Please arrange every line of the records below as a numbered list, leaving out any blank lines.

********************

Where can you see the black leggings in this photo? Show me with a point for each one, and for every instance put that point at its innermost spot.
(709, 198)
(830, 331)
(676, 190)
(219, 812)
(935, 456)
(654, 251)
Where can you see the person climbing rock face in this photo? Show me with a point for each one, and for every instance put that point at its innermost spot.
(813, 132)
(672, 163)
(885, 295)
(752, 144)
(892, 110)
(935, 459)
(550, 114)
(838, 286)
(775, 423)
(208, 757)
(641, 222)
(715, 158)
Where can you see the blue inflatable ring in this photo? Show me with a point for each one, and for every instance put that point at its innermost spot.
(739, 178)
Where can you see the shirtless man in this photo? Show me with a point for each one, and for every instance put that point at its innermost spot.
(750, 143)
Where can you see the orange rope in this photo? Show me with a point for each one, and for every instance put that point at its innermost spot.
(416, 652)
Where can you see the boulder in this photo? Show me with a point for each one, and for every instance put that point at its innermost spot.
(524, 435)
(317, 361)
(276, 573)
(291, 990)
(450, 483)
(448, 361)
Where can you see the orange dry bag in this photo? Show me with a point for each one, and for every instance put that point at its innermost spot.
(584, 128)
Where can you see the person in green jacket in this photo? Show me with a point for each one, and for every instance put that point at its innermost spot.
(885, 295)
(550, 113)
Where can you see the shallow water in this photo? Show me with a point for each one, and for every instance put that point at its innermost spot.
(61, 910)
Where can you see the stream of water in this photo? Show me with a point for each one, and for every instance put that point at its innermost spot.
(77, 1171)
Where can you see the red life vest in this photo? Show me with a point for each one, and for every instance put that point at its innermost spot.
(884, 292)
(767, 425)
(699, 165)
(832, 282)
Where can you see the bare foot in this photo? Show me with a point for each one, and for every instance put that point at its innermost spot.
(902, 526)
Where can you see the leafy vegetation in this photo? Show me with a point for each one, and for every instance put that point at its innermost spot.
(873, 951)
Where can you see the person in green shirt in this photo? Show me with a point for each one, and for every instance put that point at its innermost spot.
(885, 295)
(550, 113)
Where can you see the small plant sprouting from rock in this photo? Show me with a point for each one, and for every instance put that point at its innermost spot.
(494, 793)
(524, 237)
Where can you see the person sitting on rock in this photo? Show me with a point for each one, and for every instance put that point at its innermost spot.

********************

(Final result)
1. Where can you see the black leggings in this photo? Show me with a point for each one, and for every instance put that point at its innermost spot.
2. (709, 198)
3. (830, 331)
4. (676, 190)
5. (219, 812)
6. (935, 456)
7. (654, 251)
8. Where can you see the person climbing rock face in this photo? Show me with a point for each one, and for every instance put that point at its innermost spot.
9. (813, 132)
10. (672, 163)
11. (885, 295)
12. (752, 144)
13. (892, 110)
14. (935, 459)
15. (550, 114)
16. (838, 286)
17. (775, 423)
18. (208, 757)
19. (641, 222)
20. (715, 158)
21. Where can you see the blue inflatable ring in this photo? Show me with a point for each one, and for every instance put that point at its innermost spot.
22. (739, 178)
23. Where can you see the shirtless man in this photo? Show me with a point for each one, and for every instance put that point at its innermost spot.
24. (750, 143)
25. Where can you see the orange rope in this photo? Show me with a point for each one, and for every instance put that point at its innermost spot.
26. (416, 652)
27. Where can you see the boulder in this photo? Show me with a point for each one, and for every instance put that point at its innermost spot.
28. (524, 435)
29. (317, 361)
30. (276, 573)
31. (291, 990)
32. (450, 483)
33. (448, 361)
34. Where can you see the orange dry bag in this photo? Show me with a point for each one, and for every instance put that point at its innermost spot.
35. (584, 128)
36. Where can you see the person in green jacket in this photo? Show me with a point for each one, and for every instance put that point at its innermost spot.
37. (885, 295)
38. (550, 113)
39. Where can you see the shallow water in this photo? Show me with a point for each one, and for every instance put that point at its innermost spot.
40. (61, 910)
41. Where can you see the stream of water in this photo? Show me with a point for each one, and for every instance put that point at its innermost spot.
42. (77, 1171)
43. Where can you see the red life vest in this photo? Show me with a point for each one, and for every instance put that point at its innermost spot.
44. (884, 292)
45. (767, 425)
46. (699, 165)
47. (832, 282)
48. Where can you see the bare foot in this photo? Show me with a point for each one, and for every instance put that point at its innermost spot.
49. (902, 526)
50. Where can you see the leafy vegetation in this photo? Show me with a point for each one, and for every instance put that point at its innermost spot.
51. (873, 951)
52. Where can you see the person in green shirt in this photo? Show me with a point for each one, and for every instance put that point at its innermost spot.
53. (885, 295)
54. (550, 113)
55. Where can you see the small plant sprouting from rock in this photo? Show me with a point for each one, and for every instance put that point at its innermost spot.
56. (494, 793)
57. (524, 237)
58. Where can you see the person sitting on rock in this photo? Show me with a point for each one, and for every instance put that point at its innermost spot.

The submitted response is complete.